**Supplied passage:**

◆ ◆ ◆ ◆ ◆

Nearly every luminary with a photo on the Belmont Tavern’s walls—”98 percent,” resident raconteur Jimmy Cuomo will tell you—has actually eaten at the Belmont Tavern.

Step in off Belleville, New Jersey’s busy Bloomfield Avenue, do a spin, and you’ll meet them all, loosely grouped on the wood-paneled walls in plain black frames. Legendary songstress Connie Francis, a local girl. Jocks, like former Giants running back Tiki Barber and Knicks legend Ernie Grunfeld. Hollywood wise guys like Joe Piscopo and Frank Vincent. Clint Eastwood, who directed the film adaptation of the Jersey Boys jukebox musical set in the neighborhood, is a fan; he was in for a meal in 2013, popping hot peppers like they were jelly beans. Frankie Valli, the OG Jersey Boy, is one, too.

There are two begrudging exceptions to Cuomo’s 98 percent: Joe Torre, since the skipper’s son eats there, and Pope John Paul II. Cuomo has actually lobbied to revoke His Holiness’ dinner dispensation (“The Pope can come down!”), but his waitresses won’t let him.

The Belmont, which has been in Cuomo’s family for decades, has long had a knack for luring in a certain class of notable, especially those with Jersey roots. Spend enough time at the bar, nursing a longneck and staring at the Deer Hunter American flag obscuring the marbled mirror backsplash, and you’ll hear Cuomo, holding court in his Belmont polo, slip into stories, yarns thick with surnames like Pesci, Roselli, and  Gandolfini.



Stretch with The “YANKEE CLIPPER”



But celebrity customers are just one part of the Belmont’s repute. A far greater part is evidenced by a sign visible from the sidewalk: Stretch’s Chicken Savoy. There are plenty of dishes available on the Italian-American menu, but this is the one people come for, from near and far. It’s a simple dish: Cut-up chicken rubbed down with a fat handful of garlic, hard cheese, and herbs, then roasted in a screaming-hot oven and splashed with vinegar, which sends aromas of schmaltz and spice right up to your nose.

It’s now a dish found all over—but only in—northern New Jersey, and as with most hyper-regional foods, its devotees are as idiosyncratic as its birthplace.

The Belmont Tavern is actually two distinct businesses, working together on the strength of what locals whimsically refer to as a “Belleville contract”—a handshake. Cuomo’s family took over the tavern portion of the operation, separate from the dining room, in 1965. Two years later, his father and uncle brought in Charles “Stretch” Verdicchio, a butcher-turned-chef with a nice touch on the line, a head of hair like Dean Martin and a knack for making friends.

◆ ◆ ◆ ◆ ◆

**Written task:** Could you extend the piece on the Belmont Tavern and its Chicken Savoy, picking up right after "a knack for making friends"?

◆ ◆ ◆ ◆ ◆

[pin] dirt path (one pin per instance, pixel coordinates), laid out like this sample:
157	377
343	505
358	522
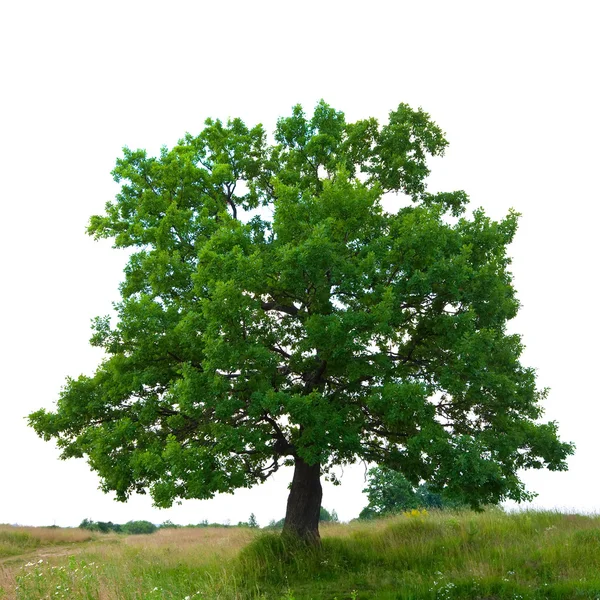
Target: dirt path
46	552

◆ ◆ ◆ ◆ ◆

**Expected answer:**
Two of the largest photos on display at the Belmont feature Stretch. In one, he’s proudly hoisting up a lobster with claws the size of Pomeranians. The other is him mugging for the camera, a bit of balled-up linen clasped in his hands, next to none other than Joe DiMaggio. (“Stretch—never did find out what was under the napkin,” reads a scribble from the Yankee Clipper.)

Despite his seemingly high profile, nailing down solid information on Stretch is about as easy as nailing down solid information on D.B. Cooper. Even people who knew him, like Cuomo, or his son-in-law Norb Wroblewski, speak about Stretch in vague terms. He learned the trade from his dad and cooked out around the Hoover Dam as part of a New Deal job placement—they think. Back when the Belmont was big on live music, he’d pop out of the kitchen and sing a tune or two with the performers, they say. Neither seems exactly sure of where his nickname came from. (Best we could muster: He was lanky.)

And yet Stretch, who passed away in 1989, is still a big part of the Belmont’s personality, with enough name recognition to tout his best-known dish in the window out front. Over the years, it’s helped the restaurant back away from its unflattering reputation as a gruff goodfellas hangout and refocus its marketing. “Our perception now is not that it’s a wise guy joint,” says Wroblewski, not the only Belmont associate to swiftly shift subjects when Sopranos-style chatter arises. “It’s that it’s a good place to eat.”

Like at many places up here, the staff still seems to maintain a bit of a wink-and-nod relationship with the mob mentality. 

“It’s not an unusual dish,” says Wroblewski, a former accountant and Army Reserve pilot married to Annette. “It’s not difficult to make. We just don’t tell anyone how we do it.”









1 Chicken (about 3 lbs.)  cut in 8 pieces

Kosher salt and pepepr

4 cloves garlic – minced

1 tbsp dried oregano

1 tsp dried thyme

1/3 cup grated romano cheese

3 tbsp olive oil

1 cup red wine vinegar




Salt and pepper chicken pieces and saute in 1 tbsp oil in a large oven proof skillet till skin is golden brown. Using a mortar and pestle or a small food processor make a paste of the next 5 ingredients and spread evenly over the skin of the chicken. Transfer skillet to a 500 degree oven and bake 20-30- minutes until done. Remove from oven – pour off the fat and add 1 cup of red wine vinegar to the pan. Spoon sauce over the chicken. Serve chicken with the vinegar sauce.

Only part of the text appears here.